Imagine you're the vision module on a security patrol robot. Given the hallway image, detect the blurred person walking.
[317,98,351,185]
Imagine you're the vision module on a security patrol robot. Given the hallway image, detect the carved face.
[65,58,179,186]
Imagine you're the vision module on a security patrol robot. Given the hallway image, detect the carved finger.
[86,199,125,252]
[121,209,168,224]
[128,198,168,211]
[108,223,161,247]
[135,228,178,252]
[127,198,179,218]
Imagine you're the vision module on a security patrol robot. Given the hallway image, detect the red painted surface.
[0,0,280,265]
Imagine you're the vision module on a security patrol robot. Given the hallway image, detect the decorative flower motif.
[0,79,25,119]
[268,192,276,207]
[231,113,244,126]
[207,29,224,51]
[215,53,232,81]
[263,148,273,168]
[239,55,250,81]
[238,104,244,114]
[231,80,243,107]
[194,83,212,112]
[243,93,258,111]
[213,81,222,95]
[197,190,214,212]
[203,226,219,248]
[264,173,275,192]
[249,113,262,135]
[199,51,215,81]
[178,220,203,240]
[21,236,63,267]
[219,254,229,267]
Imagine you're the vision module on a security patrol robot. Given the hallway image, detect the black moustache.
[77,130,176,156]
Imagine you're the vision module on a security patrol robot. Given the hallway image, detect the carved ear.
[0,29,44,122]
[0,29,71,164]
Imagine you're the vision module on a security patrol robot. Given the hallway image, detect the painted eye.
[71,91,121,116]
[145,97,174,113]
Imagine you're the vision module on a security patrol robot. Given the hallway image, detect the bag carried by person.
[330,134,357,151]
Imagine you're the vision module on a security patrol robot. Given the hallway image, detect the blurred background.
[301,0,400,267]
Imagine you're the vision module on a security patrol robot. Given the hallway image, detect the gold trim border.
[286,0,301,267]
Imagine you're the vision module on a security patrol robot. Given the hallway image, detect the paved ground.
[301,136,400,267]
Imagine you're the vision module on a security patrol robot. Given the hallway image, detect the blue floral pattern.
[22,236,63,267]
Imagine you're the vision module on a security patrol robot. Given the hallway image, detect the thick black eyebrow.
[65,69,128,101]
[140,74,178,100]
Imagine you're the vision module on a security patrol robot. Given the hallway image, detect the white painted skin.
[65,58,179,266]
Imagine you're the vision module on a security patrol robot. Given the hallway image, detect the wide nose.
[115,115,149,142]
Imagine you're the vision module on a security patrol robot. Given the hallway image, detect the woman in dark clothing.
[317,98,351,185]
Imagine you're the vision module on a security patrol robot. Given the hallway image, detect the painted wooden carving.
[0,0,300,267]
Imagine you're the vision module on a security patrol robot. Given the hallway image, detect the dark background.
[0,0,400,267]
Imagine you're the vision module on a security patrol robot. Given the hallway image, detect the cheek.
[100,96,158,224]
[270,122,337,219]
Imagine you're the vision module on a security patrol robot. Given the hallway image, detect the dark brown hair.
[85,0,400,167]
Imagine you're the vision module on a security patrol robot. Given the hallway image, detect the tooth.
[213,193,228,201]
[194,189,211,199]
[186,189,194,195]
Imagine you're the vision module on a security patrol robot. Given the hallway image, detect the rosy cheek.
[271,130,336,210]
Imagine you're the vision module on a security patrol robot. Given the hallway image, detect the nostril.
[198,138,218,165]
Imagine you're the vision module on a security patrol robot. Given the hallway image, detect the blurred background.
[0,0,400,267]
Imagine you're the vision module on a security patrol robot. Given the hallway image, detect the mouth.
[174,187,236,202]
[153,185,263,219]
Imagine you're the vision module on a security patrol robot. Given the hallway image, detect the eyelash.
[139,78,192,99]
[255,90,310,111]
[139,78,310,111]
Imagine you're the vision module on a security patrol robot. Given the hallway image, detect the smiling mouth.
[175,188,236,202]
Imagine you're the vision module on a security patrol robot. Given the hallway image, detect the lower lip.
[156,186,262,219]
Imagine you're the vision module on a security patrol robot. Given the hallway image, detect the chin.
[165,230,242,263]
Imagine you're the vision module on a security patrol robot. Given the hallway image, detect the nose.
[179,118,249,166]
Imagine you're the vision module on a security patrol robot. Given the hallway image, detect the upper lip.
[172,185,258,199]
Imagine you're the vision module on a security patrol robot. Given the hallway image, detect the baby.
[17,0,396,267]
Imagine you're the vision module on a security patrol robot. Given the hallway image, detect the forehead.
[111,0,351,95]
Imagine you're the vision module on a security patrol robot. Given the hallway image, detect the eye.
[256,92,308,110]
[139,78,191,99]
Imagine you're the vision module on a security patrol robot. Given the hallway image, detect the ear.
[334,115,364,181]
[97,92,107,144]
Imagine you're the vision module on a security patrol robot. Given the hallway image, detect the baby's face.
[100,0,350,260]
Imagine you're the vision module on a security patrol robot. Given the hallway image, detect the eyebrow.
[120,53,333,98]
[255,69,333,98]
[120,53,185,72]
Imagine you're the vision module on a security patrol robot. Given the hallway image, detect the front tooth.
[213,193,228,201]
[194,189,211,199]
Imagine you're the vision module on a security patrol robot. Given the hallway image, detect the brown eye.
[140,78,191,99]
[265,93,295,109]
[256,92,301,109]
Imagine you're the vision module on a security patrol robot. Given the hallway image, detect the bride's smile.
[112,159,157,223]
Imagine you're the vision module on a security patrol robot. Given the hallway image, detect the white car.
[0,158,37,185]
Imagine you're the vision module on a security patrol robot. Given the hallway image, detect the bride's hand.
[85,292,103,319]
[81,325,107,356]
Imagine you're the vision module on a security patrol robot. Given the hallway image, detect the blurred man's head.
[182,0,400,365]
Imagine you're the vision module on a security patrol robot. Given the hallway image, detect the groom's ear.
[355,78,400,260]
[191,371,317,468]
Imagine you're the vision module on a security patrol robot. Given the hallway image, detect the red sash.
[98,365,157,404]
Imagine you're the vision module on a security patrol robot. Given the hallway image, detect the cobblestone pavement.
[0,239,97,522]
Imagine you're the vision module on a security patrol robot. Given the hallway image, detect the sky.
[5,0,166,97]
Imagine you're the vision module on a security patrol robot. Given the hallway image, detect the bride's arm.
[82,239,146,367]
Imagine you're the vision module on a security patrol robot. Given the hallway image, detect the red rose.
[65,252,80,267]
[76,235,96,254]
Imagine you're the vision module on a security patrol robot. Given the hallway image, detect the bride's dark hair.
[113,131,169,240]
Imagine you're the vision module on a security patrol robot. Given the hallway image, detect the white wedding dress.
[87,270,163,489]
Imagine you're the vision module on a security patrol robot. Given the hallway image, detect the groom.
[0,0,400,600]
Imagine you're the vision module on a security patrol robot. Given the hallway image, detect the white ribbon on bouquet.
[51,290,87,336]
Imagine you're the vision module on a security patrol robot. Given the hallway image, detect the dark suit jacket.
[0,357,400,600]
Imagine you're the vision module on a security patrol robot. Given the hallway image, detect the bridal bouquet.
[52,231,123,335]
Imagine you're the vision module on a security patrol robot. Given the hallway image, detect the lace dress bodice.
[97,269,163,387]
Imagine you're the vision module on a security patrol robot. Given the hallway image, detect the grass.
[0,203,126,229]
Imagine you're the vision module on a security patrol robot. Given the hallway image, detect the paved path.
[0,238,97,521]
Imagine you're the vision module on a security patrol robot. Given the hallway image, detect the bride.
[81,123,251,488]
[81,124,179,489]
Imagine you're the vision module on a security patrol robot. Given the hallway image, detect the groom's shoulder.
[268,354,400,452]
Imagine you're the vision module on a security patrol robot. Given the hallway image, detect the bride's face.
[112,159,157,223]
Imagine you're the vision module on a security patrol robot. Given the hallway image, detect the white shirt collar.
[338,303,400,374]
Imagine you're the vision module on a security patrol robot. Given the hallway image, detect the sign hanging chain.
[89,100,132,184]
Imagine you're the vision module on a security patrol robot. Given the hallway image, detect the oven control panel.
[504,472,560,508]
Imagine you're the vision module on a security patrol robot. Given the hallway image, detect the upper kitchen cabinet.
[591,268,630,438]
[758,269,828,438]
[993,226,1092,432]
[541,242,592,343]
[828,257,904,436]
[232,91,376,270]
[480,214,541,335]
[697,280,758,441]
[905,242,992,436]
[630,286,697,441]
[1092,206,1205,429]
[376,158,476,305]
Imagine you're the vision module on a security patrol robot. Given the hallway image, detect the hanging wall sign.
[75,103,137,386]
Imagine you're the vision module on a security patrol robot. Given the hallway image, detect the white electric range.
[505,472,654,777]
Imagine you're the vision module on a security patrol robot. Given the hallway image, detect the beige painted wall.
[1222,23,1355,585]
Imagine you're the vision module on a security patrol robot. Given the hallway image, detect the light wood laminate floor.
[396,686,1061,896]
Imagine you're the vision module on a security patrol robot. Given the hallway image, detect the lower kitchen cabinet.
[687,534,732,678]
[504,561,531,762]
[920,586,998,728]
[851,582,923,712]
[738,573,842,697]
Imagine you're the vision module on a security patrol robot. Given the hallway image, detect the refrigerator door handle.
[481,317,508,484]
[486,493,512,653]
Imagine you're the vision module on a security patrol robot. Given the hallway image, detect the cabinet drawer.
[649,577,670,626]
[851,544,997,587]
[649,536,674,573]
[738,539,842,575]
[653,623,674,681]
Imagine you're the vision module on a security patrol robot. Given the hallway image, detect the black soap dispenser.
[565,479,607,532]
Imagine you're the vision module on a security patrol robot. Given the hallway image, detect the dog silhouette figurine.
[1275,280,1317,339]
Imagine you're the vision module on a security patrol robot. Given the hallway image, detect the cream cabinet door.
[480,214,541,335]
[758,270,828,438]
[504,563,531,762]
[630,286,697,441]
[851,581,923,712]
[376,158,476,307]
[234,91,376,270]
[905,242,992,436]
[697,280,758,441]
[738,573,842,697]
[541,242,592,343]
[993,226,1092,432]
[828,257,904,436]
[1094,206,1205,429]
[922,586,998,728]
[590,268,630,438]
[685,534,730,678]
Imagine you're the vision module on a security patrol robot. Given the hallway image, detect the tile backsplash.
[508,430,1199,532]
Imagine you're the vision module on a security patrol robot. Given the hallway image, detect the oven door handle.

» WHAT TO WORK ON:
Print the stretch of lines from the start through the line containing "[65,58,179,186]", both ends included, exactly as they appear.

» OUTPUT FOR THIS EXERCISE:
Imagine you're the vision module on a security patrol robot. Given the hallway image, detect the blurred person walking.
[317,98,351,185]
Imagine you're the vision module on a security patrol robot. Given the hallway image, detect the carved face.
[65,58,179,186]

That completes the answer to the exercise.